• **THE TASK**: Write out the material below again, unchanged.

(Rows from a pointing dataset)
__________
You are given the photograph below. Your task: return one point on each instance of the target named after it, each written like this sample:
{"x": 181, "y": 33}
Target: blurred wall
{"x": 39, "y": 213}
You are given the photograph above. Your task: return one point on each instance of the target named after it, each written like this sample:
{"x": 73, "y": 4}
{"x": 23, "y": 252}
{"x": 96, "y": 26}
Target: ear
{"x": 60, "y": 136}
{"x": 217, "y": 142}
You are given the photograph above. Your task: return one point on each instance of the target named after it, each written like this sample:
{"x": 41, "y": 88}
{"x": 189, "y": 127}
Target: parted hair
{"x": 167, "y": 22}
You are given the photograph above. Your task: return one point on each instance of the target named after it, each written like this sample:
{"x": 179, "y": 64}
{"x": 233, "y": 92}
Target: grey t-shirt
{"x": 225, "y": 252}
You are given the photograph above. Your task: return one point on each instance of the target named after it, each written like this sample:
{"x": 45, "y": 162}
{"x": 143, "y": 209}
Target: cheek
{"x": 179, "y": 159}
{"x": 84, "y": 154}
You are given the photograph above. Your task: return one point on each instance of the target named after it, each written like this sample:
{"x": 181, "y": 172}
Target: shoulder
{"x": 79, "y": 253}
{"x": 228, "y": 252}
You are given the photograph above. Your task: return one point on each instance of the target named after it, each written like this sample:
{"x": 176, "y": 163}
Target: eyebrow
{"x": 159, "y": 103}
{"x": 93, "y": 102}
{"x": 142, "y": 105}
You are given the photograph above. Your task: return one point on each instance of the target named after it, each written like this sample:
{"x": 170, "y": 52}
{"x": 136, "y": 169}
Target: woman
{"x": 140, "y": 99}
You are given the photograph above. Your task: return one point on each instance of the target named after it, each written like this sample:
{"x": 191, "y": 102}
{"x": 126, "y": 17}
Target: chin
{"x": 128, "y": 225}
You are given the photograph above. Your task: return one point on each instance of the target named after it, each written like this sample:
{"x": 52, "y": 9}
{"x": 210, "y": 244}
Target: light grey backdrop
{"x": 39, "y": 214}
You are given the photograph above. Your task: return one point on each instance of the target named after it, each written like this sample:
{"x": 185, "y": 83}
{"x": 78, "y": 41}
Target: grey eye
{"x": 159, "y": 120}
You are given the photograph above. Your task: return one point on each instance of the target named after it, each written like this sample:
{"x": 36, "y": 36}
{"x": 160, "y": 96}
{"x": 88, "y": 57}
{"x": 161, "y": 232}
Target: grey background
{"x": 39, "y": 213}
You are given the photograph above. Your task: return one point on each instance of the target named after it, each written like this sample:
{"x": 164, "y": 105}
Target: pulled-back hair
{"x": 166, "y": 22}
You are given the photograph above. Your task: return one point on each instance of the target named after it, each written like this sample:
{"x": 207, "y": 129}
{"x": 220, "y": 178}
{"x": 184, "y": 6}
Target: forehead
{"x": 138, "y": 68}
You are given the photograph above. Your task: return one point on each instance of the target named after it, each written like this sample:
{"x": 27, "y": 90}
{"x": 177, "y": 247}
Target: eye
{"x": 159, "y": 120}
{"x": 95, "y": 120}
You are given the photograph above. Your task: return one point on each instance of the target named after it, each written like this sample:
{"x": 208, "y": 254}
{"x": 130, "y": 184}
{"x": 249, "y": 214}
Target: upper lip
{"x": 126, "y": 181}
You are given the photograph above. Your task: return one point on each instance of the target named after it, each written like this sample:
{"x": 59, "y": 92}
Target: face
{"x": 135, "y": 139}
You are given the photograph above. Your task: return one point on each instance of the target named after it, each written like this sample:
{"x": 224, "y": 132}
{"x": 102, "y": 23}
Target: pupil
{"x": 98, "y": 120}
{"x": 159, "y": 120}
__________
• **CORRECT OUTPUT**:
You are given the photograph below. Your task: return one point on each instance of the target named after it, each written like this sample:
{"x": 181, "y": 33}
Target: blurred wall
{"x": 39, "y": 213}
You are given the photograph above. Your task: return one point on each instance of the target named after it, each written like this sample:
{"x": 73, "y": 4}
{"x": 23, "y": 252}
{"x": 96, "y": 26}
Target: ear
{"x": 60, "y": 136}
{"x": 217, "y": 142}
You are given the photograph above. Your task: return one point on each instance of the target named after it, each written like this sample:
{"x": 41, "y": 88}
{"x": 189, "y": 127}
Target: parted hair
{"x": 167, "y": 22}
You are given the photograph above. Your task: return one point on each instance of the target named after it, each written like this sample:
{"x": 179, "y": 64}
{"x": 233, "y": 92}
Target: grey t-shirt
{"x": 225, "y": 252}
You are given the photograph above. Your task: return one point on each instance of the target named after it, each written like this sample:
{"x": 45, "y": 162}
{"x": 143, "y": 209}
Target: cheek
{"x": 179, "y": 159}
{"x": 84, "y": 154}
You are given the photograph above. Your task: return one point on each instance of the target named after it, each written like this sample:
{"x": 181, "y": 172}
Target: shoulder
{"x": 79, "y": 253}
{"x": 228, "y": 252}
You are given the photograph above. Your task: return one point on each instance of the target named after it, each written like this sample:
{"x": 176, "y": 163}
Target: eyebrow
{"x": 159, "y": 103}
{"x": 93, "y": 102}
{"x": 142, "y": 105}
You are given the photograph above. Your task: return one point on each instance of the target named after it, each written like this sample:
{"x": 170, "y": 52}
{"x": 136, "y": 169}
Target: woman
{"x": 140, "y": 99}
You are given the photograph above. Your task: return one point on each instance of the target named after it, each written like this sample:
{"x": 191, "y": 102}
{"x": 126, "y": 17}
Target: chin
{"x": 128, "y": 225}
You are given the photograph above. Your task: return one point on each instance of the target named after it, each written like this sample:
{"x": 52, "y": 9}
{"x": 210, "y": 244}
Target: light grey backdrop
{"x": 39, "y": 214}
You are given the photograph above. Your task: return one point on each instance of the target named after it, each written like this sample:
{"x": 185, "y": 83}
{"x": 78, "y": 41}
Target: grey eye
{"x": 159, "y": 120}
You are given the photograph above. Your task: return one point on each instance of the target named after it, each written like this sample:
{"x": 36, "y": 36}
{"x": 160, "y": 96}
{"x": 88, "y": 57}
{"x": 161, "y": 232}
Target: grey background
{"x": 39, "y": 213}
You are given the photograph above. Your task: return one point on each instance of the target named after it, each written like this sample:
{"x": 164, "y": 105}
Target: pulled-back hair
{"x": 166, "y": 22}
You are given the photograph above. Your task: return one point on each instance of the target named after it, each written like this sample:
{"x": 207, "y": 129}
{"x": 220, "y": 178}
{"x": 184, "y": 6}
Target: forehead
{"x": 138, "y": 68}
You are given the photograph above. Your task: return one point on each instance of the target named after it, each written like this sample:
{"x": 27, "y": 90}
{"x": 177, "y": 247}
Target: eye
{"x": 159, "y": 120}
{"x": 95, "y": 120}
You are given the photograph above. Your task: return one point on each instance of the target named after it, each written like this sample:
{"x": 208, "y": 254}
{"x": 130, "y": 184}
{"x": 249, "y": 214}
Target: upper lip
{"x": 126, "y": 181}
You are given the photograph above. Your task: return one point on each instance of the target named after it, each written like this sample:
{"x": 59, "y": 92}
Target: face
{"x": 135, "y": 139}
You are given the photograph above. Your task: return one point on each instance of the target named after it, each written like this sample:
{"x": 224, "y": 132}
{"x": 102, "y": 23}
Target: pupil
{"x": 98, "y": 120}
{"x": 159, "y": 120}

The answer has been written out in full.